Content starts

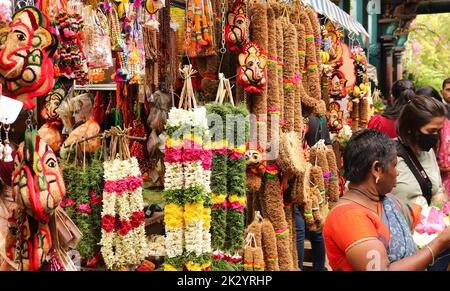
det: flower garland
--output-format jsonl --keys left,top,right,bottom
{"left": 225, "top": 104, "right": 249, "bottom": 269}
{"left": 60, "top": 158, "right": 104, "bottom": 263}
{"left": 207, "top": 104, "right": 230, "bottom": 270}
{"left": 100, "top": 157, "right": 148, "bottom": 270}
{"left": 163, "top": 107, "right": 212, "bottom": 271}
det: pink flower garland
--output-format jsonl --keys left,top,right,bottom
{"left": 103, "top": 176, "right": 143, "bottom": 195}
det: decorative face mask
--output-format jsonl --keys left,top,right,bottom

Content ends
Content starts

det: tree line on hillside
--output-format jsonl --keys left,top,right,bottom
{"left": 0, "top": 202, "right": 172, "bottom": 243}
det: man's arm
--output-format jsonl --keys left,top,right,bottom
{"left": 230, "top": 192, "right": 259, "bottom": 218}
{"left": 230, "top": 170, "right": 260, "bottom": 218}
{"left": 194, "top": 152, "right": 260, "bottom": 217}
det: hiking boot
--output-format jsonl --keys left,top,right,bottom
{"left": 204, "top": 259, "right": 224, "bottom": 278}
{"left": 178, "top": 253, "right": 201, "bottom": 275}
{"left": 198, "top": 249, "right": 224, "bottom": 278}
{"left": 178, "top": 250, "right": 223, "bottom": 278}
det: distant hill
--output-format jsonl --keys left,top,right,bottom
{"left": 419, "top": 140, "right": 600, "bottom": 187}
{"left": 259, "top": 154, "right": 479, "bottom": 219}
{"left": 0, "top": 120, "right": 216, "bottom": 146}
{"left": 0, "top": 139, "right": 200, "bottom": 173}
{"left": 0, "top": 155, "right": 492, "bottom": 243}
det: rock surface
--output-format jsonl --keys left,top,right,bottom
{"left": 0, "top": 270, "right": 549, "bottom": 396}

Content ends

## Your objective
Take the stretch of lines above from the one containing "det: tree line on hillside" through the one containing "det: man's arm" and repeat it exactly, adding no other line.

## Answer section
det: tree line on hillside
--output-format jsonl --keys left,top,right,bottom
{"left": 0, "top": 202, "right": 172, "bottom": 243}
det: man's arm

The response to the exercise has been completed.